** Start Text shown **
After that incident—which ended with Thomas receiving a formal apology from the city’s police chief—he worked as a police officer for ten years, during which time he also earned his master’s in Criminology from American Public University. He was then hired as the security manager for Levy, the food concessionaire at Oracle Arena, home of Golden State Warriors basketball team. In 2018, he became a Criminal Justice adjunct instructor at Institute of Technology-Modesto. Last year, he joined Carrington’s Stockton faculty as Criminal Justice: Corrections program director and instructor.
Thomas says that while his journey hasn’t always been easy, it helped forge the motivational leadership style he practices today.
“I believe in creating a supportive environment for our students,” says Thomas. “I know from experience that teachers can have a life-altering impact in the lives of their students. Teachers saved me. I grew up in Oakland in a neighborhood where success stories are far too rare, but I was lucky to have teachers who believed in me long before I believed in myself.”
Thomas freely admits he wasn’t a great student.
“I was a kid from a troubled home who always doubted himself,” he remembers. ”I went to an elementary school where we didn’t learn a lot because the teachers were struggling just to maintain control of the classroom. In that environment, it’s impossible to learn, and I paid a price. Years later, I took the written part of the peace officers test 40 times before I passed.”
Thomas, the father of four, says his own struggles have provided a unique perspective when it comes to attracting students to his program—and encouraging them once they’ve enrolled.
** End Text shown **
- Short task 1: Do these statements agree with the text about Thomas? Answer yes or no for each, and quote the words that decide it. (a) Thomas earned a master's in Criminology from American Public University. (b) Thomas passed the written part of the peace officers test on his first try. (c) Thomas grew up in Stockton.
- Short task 2: According to the text about Thomas, in what year did he become a Criminal Justice adjunct instructor at Institute of Technology-Modesto?
- Short task 3: Write the next few sentences of the text about Thomas, starting after its last sentence.
** Start Dataset extract **
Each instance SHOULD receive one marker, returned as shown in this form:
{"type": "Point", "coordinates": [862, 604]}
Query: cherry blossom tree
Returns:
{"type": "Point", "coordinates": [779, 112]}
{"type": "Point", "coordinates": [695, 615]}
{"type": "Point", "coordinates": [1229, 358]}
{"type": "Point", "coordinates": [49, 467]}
** End Dataset extract **
- Written answer 1:
(a) Yes: "he also earned his master’s in Criminology from American Public University"
(b) No: "I took the written part of the peace officers test 40 times before I passed."
(c) No: "I grew up in Oakland in a neighborhood where success stories are far too rare"

- Written answer 2: 2018

- Written answer 3:
“I know life isn’t easy, and there are those life-defining moments where we can either choose the right path or the wrong one,” Thomas says. “I’ve also coached basketball at three high schools. I’ve seen students succeed, and I’ve seen others stumble. I also lost my 32-year-old brother last year to drugs. I know how easy it can be for young people to lose their drive and direction, so it feels like an honor to be able to help students chase their dreams and achieve them. My motto is ‘Never Quit’, and every day I remind my students to never give up.”
As Criminal Justice: Corrections program director, Thomas sees an opportunity to cultivate future law enforcement and correctional officers who believe that all people—even those charged or convicted of a crime—deserve basic human respect.
“I’ve learned from firsthand experience that humiliating people and treating them with disrespect accomplishes nothing positive,” he says. “I still believe that law enforcement can be a noble profession, and having the chance to motivate and guide students who share in that belief is a wonderful full-circle moment in my life.”